### Problem to work on
Copy out each line below exactly as written.

⟨

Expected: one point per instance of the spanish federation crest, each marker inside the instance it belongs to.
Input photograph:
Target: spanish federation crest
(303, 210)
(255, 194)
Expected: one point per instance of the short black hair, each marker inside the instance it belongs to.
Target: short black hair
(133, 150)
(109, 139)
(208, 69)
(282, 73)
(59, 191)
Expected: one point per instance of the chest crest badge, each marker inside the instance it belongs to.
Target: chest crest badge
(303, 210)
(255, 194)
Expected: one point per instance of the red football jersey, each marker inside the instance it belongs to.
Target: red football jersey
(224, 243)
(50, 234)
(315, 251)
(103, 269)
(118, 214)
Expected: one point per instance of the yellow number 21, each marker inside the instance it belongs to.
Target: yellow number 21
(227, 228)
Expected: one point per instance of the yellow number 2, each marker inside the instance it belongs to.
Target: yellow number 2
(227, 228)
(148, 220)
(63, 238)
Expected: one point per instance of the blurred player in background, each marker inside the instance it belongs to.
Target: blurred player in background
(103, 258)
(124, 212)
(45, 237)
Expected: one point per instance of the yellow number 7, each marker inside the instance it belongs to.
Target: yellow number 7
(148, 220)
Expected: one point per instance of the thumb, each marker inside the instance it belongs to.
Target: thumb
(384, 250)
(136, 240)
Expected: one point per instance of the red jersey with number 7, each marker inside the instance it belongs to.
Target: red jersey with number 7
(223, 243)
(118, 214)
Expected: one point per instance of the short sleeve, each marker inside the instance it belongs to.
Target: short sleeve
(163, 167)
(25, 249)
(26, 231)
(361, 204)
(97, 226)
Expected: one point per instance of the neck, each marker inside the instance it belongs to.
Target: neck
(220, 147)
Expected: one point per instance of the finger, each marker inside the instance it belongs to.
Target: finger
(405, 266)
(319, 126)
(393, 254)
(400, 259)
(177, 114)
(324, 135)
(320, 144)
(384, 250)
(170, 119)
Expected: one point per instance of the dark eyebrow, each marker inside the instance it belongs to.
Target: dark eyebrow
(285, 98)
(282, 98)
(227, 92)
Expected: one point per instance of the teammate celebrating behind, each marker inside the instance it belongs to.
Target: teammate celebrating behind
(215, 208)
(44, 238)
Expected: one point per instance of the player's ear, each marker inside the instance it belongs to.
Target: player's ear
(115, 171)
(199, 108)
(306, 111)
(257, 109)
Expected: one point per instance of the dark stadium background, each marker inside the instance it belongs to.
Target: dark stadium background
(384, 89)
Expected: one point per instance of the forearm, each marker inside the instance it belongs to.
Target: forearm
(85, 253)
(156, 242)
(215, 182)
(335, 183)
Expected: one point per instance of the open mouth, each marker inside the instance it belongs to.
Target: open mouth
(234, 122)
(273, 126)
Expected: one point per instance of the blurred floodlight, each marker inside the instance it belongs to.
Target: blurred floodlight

⟩

### Result below
Expected: one point per instance of the spanish federation crest, each marker inside the instance it belongs to.
Input photograph:
Target: spanish federation crest
(303, 210)
(255, 194)
Expected: one point per instance of the short black hair, each marker inside the instance it belongs to.
Target: short black hair
(133, 150)
(109, 139)
(208, 69)
(282, 73)
(59, 191)
Expected: one point per instance of the chest crest badge, each marker inside the instance it belongs to.
Target: chest crest badge
(303, 210)
(255, 194)
Expected: one point per instance of the red football jersey, each marker inside the instance it belongs to.
Target: red football jersey
(224, 243)
(50, 234)
(315, 251)
(103, 269)
(118, 214)
Expected: one point per instance of the yellow number 21, each marker inside the instance it belongs to.
Target: yellow number 21
(227, 228)
Expected: one point per instance of the yellow number 2, each marker inside the instance it belongs to.
Target: yellow number 2
(227, 228)
(148, 220)
(63, 238)
Expected: one point per instance of the blurred player in background, each marker inside the instance it belongs to.
Target: blurred player in background
(103, 258)
(124, 212)
(45, 237)
Expected: one point per instance of the yellow number 7, each marker inside the instance it belongs to.
Target: yellow number 7
(148, 220)
Expected: one point per instance of the thumb, each marker inside the instance it belongs to.
Target: thumb
(384, 250)
(136, 240)
Expected: one point per instance of the red jersey with number 7, each marker inside the instance it belongs to.
Target: red jersey with number 7
(223, 243)
(118, 214)
Expected: one point per instance of the short sleeve, each marker inside the instance it belongs to.
Target: short sleeve
(163, 167)
(25, 249)
(26, 231)
(361, 204)
(97, 226)
Expected: one point per instance of the neck, each marker inside the instance it belongs to.
Target: neck
(220, 147)
Expected: one point per instance of the finger, each marker inside the instance it belongs to.
Target: finger
(405, 266)
(319, 126)
(393, 254)
(400, 259)
(177, 114)
(324, 135)
(320, 144)
(384, 250)
(170, 119)
Expected: one point per instance of the dark eyebrow, each marker inside the instance it belongs to.
Target: dark eyebrow
(285, 98)
(282, 98)
(227, 92)
Expected: one point per instance of the teammate celebrating behind, each marker inside the instance it belongs to.
Target: teammate celebrating behind
(215, 208)
(44, 238)
Expected: one point per instance of the player's ear, each marker inside the instance it belongs to.
Target: player's ear
(115, 171)
(199, 108)
(306, 111)
(257, 109)
Expected: one point per instance of the dark stadium background, each marker inside the instance it belongs to.
Target: dark stadium background
(384, 89)
Expected: one point per instance of the forearm, each marker inside the instance it belongs to.
Target: forearm
(85, 253)
(156, 242)
(215, 182)
(335, 183)
Expected: one point per instance of the open mouth, each marker inside the instance it belongs to.
Target: open mouth
(234, 122)
(273, 126)
Expected: one point per instance of the blurred floodlight, each marker inside the instance it belongs to.
Target: blurred floodlight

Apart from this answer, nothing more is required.